Requirement 1
Could you transcribe the listing exactly, covering only the stretch from the line containing "Target: stream bank" through the end of the listing, both ends included, and leaving out the pictures?

──────── Text block ────────

Note: Most users will only use compute_survey_stats. However, other functions are listed for users interested in code development, or for users running Sycamore on studies with a very large number of surveys. If a very large number of surveys are collected, the main function (`compute_survey_stats`), which runs all the other functions, may take a long time when a researcher may only be interested in a specific output

## Usage
Download raw data from your Beiwe server and use this package to process survey data generated by the Beiwe app. Summary data provides metrics around survey submissions and survey question completion. Sycamore also takes various auxiliary files which can be downloaded from the Beiwe website to ensure accurate output.

## Data
Methods are designed for use on the `survey_timings`, `survey_answers`, and `audio_recordings` data from the Beiwe app.

The `survey_timings` and `survey_answers` data streams are required for optimal data processing. The `survey_timings` stream is the best source of survey data because it has information on when a user responded to each question. Because survey files are not always uploaded to the Beiwe server, the `survey_answers` data stream is used as a backup to the `survey_timings` stream. The `survey_answers` stream only contains information about survey responses and the time of the survey's final submission, so the `survey_answers` stream alone shouldn't be used for survey processing. 

The `audio_recordings` data stream can also be included in survey summary outputs. Sycamore does not process the audio data returned as part of audio surveys, but it can generate summaries with submission frequencies and survey duration for audio surveys. 

## Auxiliary files
Sycamore requires users to manually download files from the Beiwe website to create some outputs. These files can be downloaded by clicking "Edit this Study" on the study page, and clicking on the relevant file.

──────── Entries provided ────────

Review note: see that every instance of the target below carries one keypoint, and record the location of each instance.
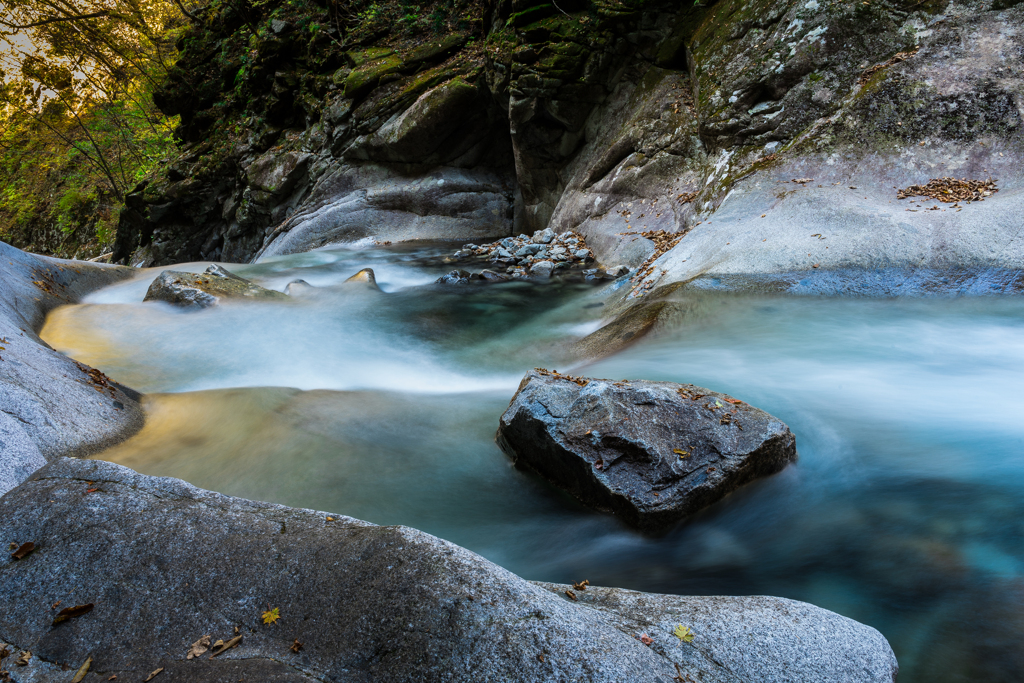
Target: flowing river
(904, 511)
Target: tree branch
(54, 19)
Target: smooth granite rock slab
(49, 404)
(650, 452)
(757, 638)
(165, 563)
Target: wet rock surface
(764, 639)
(652, 453)
(50, 404)
(538, 257)
(365, 602)
(208, 289)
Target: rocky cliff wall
(609, 119)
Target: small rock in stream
(454, 278)
(650, 452)
(192, 290)
(544, 237)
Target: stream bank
(902, 511)
(353, 599)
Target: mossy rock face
(203, 290)
(358, 58)
(367, 77)
(434, 50)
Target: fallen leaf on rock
(23, 550)
(199, 647)
(225, 646)
(683, 633)
(951, 190)
(680, 677)
(72, 612)
(82, 671)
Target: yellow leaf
(683, 633)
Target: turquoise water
(904, 511)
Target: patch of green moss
(360, 57)
(367, 77)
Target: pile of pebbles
(535, 257)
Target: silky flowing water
(904, 511)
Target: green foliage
(78, 127)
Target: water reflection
(904, 511)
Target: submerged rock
(650, 452)
(207, 289)
(365, 278)
(454, 278)
(355, 601)
(298, 287)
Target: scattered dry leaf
(23, 550)
(680, 677)
(82, 671)
(951, 190)
(683, 633)
(896, 58)
(199, 647)
(225, 646)
(72, 612)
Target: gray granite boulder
(757, 638)
(50, 404)
(164, 564)
(650, 452)
(207, 289)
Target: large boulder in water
(207, 289)
(157, 564)
(650, 452)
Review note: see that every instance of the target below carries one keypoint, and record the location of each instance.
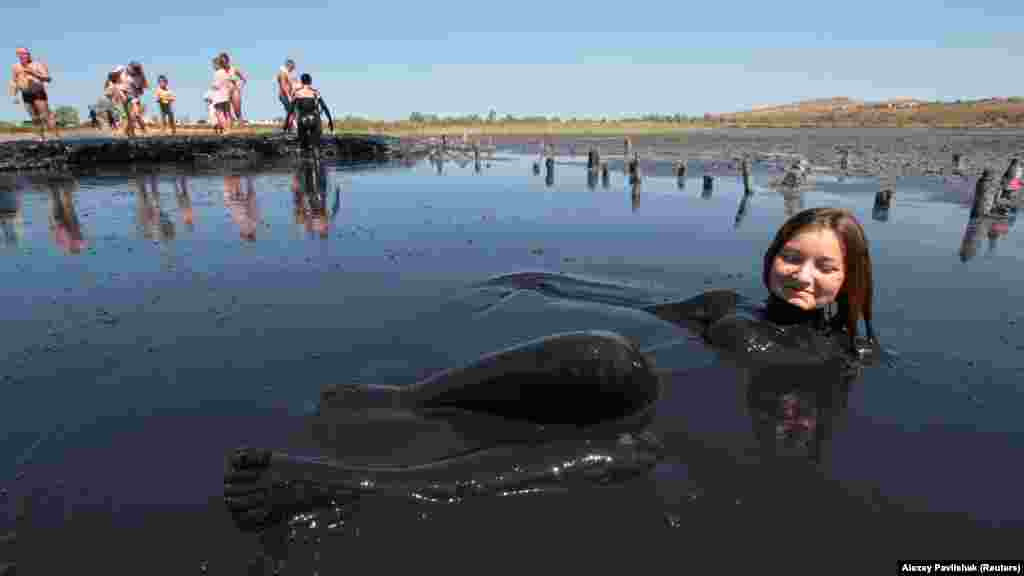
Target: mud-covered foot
(247, 489)
(258, 495)
(8, 542)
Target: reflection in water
(741, 211)
(309, 189)
(793, 201)
(994, 228)
(184, 203)
(709, 187)
(635, 193)
(11, 219)
(64, 218)
(242, 205)
(992, 214)
(153, 222)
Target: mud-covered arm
(698, 313)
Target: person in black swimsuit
(306, 107)
(818, 275)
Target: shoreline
(879, 152)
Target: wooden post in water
(957, 167)
(984, 194)
(883, 200)
(741, 211)
(744, 167)
(634, 168)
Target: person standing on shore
(287, 82)
(112, 94)
(132, 85)
(238, 82)
(165, 98)
(30, 78)
(220, 94)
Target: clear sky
(389, 58)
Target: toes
(250, 458)
(245, 502)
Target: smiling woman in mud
(800, 344)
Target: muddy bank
(868, 152)
(83, 153)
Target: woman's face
(809, 270)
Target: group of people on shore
(122, 104)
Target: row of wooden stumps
(461, 153)
(989, 196)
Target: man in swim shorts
(29, 78)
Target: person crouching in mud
(817, 272)
(306, 107)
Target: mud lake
(155, 321)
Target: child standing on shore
(165, 98)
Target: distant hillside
(996, 112)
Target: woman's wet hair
(855, 296)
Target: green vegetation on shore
(835, 113)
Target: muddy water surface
(154, 321)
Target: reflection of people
(153, 221)
(309, 186)
(184, 203)
(30, 78)
(818, 275)
(11, 221)
(242, 205)
(306, 107)
(64, 218)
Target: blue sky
(388, 58)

────────

Requirement 2
In the Sycamore text, what do users click on the study page to download the auxiliary files?

Output 1
Target: stream bank
(902, 511)
(353, 599)
Target: mossy rock face
(203, 290)
(358, 58)
(367, 77)
(434, 50)
Target: fallen leaf on rock
(23, 550)
(199, 647)
(225, 646)
(683, 633)
(951, 190)
(680, 677)
(72, 612)
(82, 671)
Target: yellow leaf
(683, 633)
Target: turquoise water
(904, 511)
Target: patch of green moss
(360, 57)
(367, 77)
Target: pile of pebbles
(535, 257)
Target: silky flowing water
(904, 511)
Target: green foliage
(78, 127)
Target: water reflection
(904, 511)
Target: submerged rock
(650, 452)
(207, 289)
(365, 278)
(454, 278)
(355, 601)
(298, 287)
Target: scattered dry leaf
(23, 550)
(680, 677)
(82, 671)
(951, 190)
(683, 633)
(896, 58)
(199, 647)
(225, 646)
(72, 612)
Target: gray granite boulder
(757, 638)
(50, 404)
(164, 564)
(650, 452)
(207, 289)
Target: large boulder in water
(207, 289)
(157, 564)
(650, 452)
Review note: see that every instance of the target below carries one keypoint, and record the location of each instance.
Target: mud-covered foot
(247, 489)
(258, 495)
(8, 542)
Target: reflection in water
(741, 211)
(309, 189)
(793, 201)
(994, 228)
(184, 203)
(709, 187)
(635, 193)
(11, 219)
(64, 218)
(242, 205)
(992, 214)
(153, 222)
Target: mud-covered arm
(698, 313)
Target: person in black swimsuit
(306, 107)
(818, 275)
Target: shoreline
(879, 152)
Target: wooden post in water
(957, 167)
(984, 194)
(883, 200)
(741, 211)
(744, 167)
(634, 168)
Target: person standing on shore
(287, 82)
(112, 94)
(132, 85)
(238, 82)
(165, 98)
(30, 78)
(220, 94)
Target: clear sky
(389, 58)
Target: toes
(250, 458)
(245, 502)
Target: smiling woman in mud
(800, 344)
Target: muddy bank
(868, 152)
(83, 153)
Target: woman's face
(809, 270)
Target: group of people on shore
(122, 104)
Target: row of wooden stumps
(461, 153)
(989, 196)
Target: man in swim shorts
(29, 78)
Target: person crouching in mud
(817, 272)
(306, 107)
Target: mud lake
(155, 321)
Target: child standing on shore
(165, 98)
Target: distant hillside
(996, 112)
Target: woman's wet hair
(855, 296)
Target: green vegetation on shore
(835, 113)
Target: muddy water surface
(154, 321)
Target: reflection of people
(153, 221)
(309, 186)
(184, 203)
(30, 78)
(818, 275)
(11, 221)
(242, 205)
(306, 107)
(64, 218)
Target: blue sky
(388, 58)

Output 2
"Edit this Study," then the relevant file.